• _PASSAGE CITÉ_:
Nouvelle confrontation pour le duo Karloff/Lugosi, dans un film ouvertement tourné vers la science-fiction. Le volet « monstre » est ici ouvert sur Boris Karloff lorsque ce dernier se met à briller dans l’obscurité et qu’il assassine les gens par le toucher. La première partie du film est impressionnante tant elle multiplie les effets spéciaux et les décors flamboyants, autant lors de la scène du début dans le laboratoire du Dr Rukh, que lors de l’expédition en Afrique dans le pur style des films de l’époque.
Le retour de la revanche de la rencontre…
Malheureusement, la seconde partie, sensée se passer à Paris alors que Rukh assassine les uns après les autres les membres de l’expédition qu’il accuse de lui avoir volé l’œuvre de sa vie, est nettement moins réussie. Nous assistons ainsi à une poignée de séquences de meurtres en hors-champ, filmées platement, avec un résultat très cheap qui nous pousse à nous demander si, à ce stade, les producteurs ne cherchaient pas à contrebalancer les coûts de la première moitié du film !
Une semi déception, donc, le film se révélant au final très inégal.
Les scènes de confrontation entre les deux monstres sacrés accusent un peu la routine à ce stade. Mais on sort tout de même, plus encore que dans les films précédents, du manichéisme de surface pour développer des personnages monstrueusement humains ou, en tout cas, humains avant tout, comme dirait le capitaine Marcel Patulacci…
LA TOUR DE LONDRES (TOWER OF LONDON), par Rowland V. Lee (1939)
Le pitch : Dans l’Angleterre du XVème siècle, nous assistons à l’ascension au trône de Richard, duc de Gloucester et futur « Richard III », prêt à toutes les perfidies pour gagner le pouvoir…
LA TOUR DE LONDRES, bien qu’estampillé Universal Monsters, n’a plus rien à voir avec la série de films mettant en scène nos Dracula, Frankenstein et autres momies préférées. Réalisé en 1939, il s’agit d’une petite fresque historique centrée sur un personnage machiavélique, avec décors et costumes moyenâgeux. Mais il reste associé aux films d’horreur de l’époque du fait de sa production (la Universal) et de son casting, qui regroupe trois des figures majeures de l’histoire du cinéma d’épouvante : Basil Rathbone, Vincent Price et Boris Karloff, ce dernier grimé (comme d’habitude) en bourreau difforme et méchant comme une teigne, qui réclame à son seigneur le droit de partir à la guerre pour pouvoir tuer encore plus !

• _CONSIGNES À SUIVRE_:
[A] Répondez à ces questions sur la critique de films :
(i) Dans quelle ville la seconde partie du premier film est-elle censée se dérouler ?
(ii) En quelle année La Tour de Londres a-t-il été réalisé ?
(iii) Quelles sont les trois figures du cinéma d'épouvante réunies au casting de La Tour de Londres ?
[B] Reproduisez à l'identique le passage de la critique de films qui s'ouvre sur les mots contenant « Le retour de » et se referme sur « moitié du film ! ».
[C] Poursuivez la critique de films en reprenant juste après sa dernière phrase.
Les données ci-après viennent d'une autre source.

• _EXTRAIT SOURCE_:
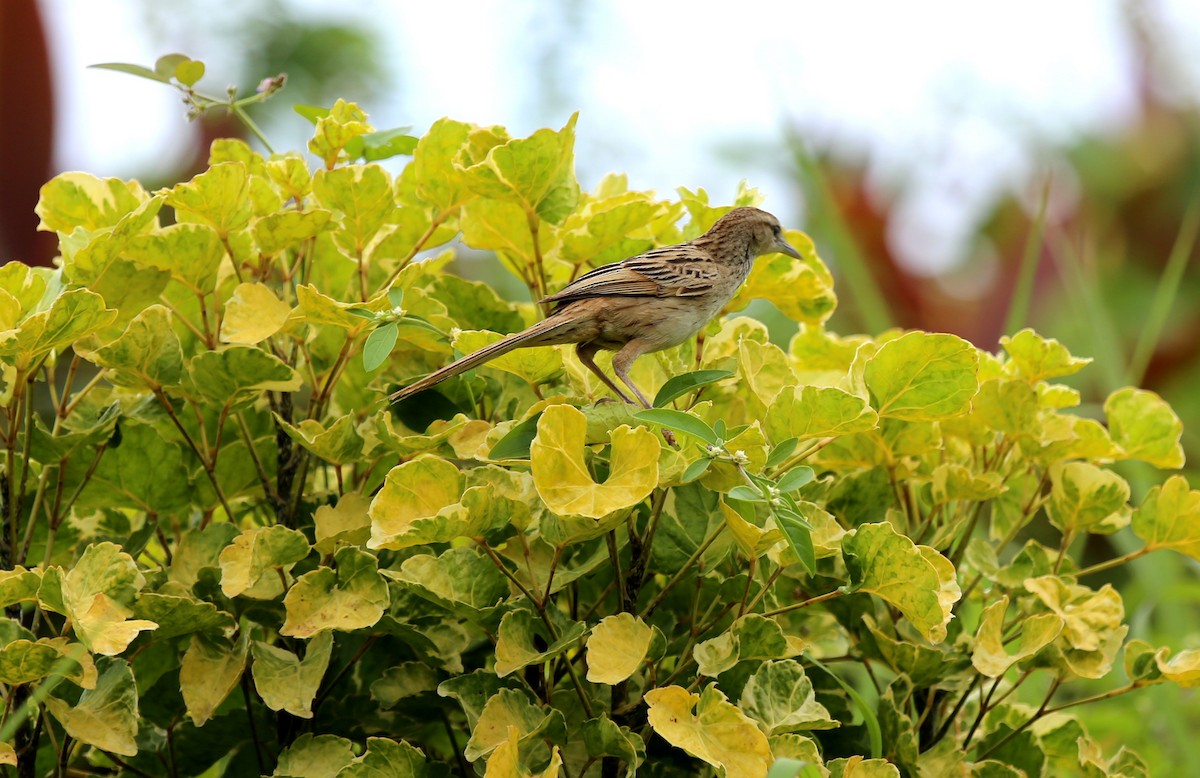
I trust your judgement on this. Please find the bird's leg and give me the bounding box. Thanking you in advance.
[575,343,649,407]
[612,340,676,445]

• _RÉPONSES_:
[A]
(i) À Paris.
(ii) En 1939.
(iii) Basil Rathbone, Vincent Price et Boris Karloff.

[B]
Le retour de la revanche de la rencontre…
Malheureusement, la seconde partie, sensée se passer à Paris alors que Rukh assassine les uns après les autres les membres de l’expédition qu’il accuse de lui avoir volé l’œuvre de sa vie, est nettement moins réussie. Nous assistons ainsi à une poignée de séquences de meurtres en hors-champ, filmées platement, avec un résultat très cheap qui nous pousse à nous demander si, à ce stade, les producteurs ne cherchaient pas à contrebalancer les coûts de la première moitié du film !

[C]
Frankenstein ?
Les trois interprètes de légendes sont d’ailleurs extraordinaires et sauvent l’ensemble de l’ennui total, à coup de malveillance respective et de manigances machiavéliques. Le film connaîtra un remake dans les années 60, réalisé par Roger Corman, avec de nouveau Vincent Price, cette fois dans le rôle principal.
Il ne faut donc pas chercher ici les mêmes éléments que dans les autres films de la série des Universal Monsters, dont il ne reprend la thématique du Monstre, le décorum gothique et le noir et blanc expressionniste que d’assez loin au final.
VENDREDI 13 (BLACK FRIDAY), par Arthur Lubin (1940)
Le pitch (et quel pitch !) : Afin de sauver son ami le professeur Kingsley d’une mort imminente, le Dr Ernest Sovac (Boris Karloff) tente l’opération de la dernière chance : lui greffer, à la place de la partie du cerveau atteinte, une partie saine. Mais pour ce faire, il ne dispose que du cerveau d’un criminel au seuil de la mort.
L’opération est un succès mais, peu à peu, la personnalité du criminel, ainsi que ses souvenirs, se substituent à ceux du bon professeur. Le fait-est que le criminel avait, avant de se faire arrêter, caché la somme d’un demi-million de dollars en liquide. Sachant cela, le Dr Sovac décide de manipuler son ami et de « laisser sortir le criminel », afin de mettre la main sur le magot !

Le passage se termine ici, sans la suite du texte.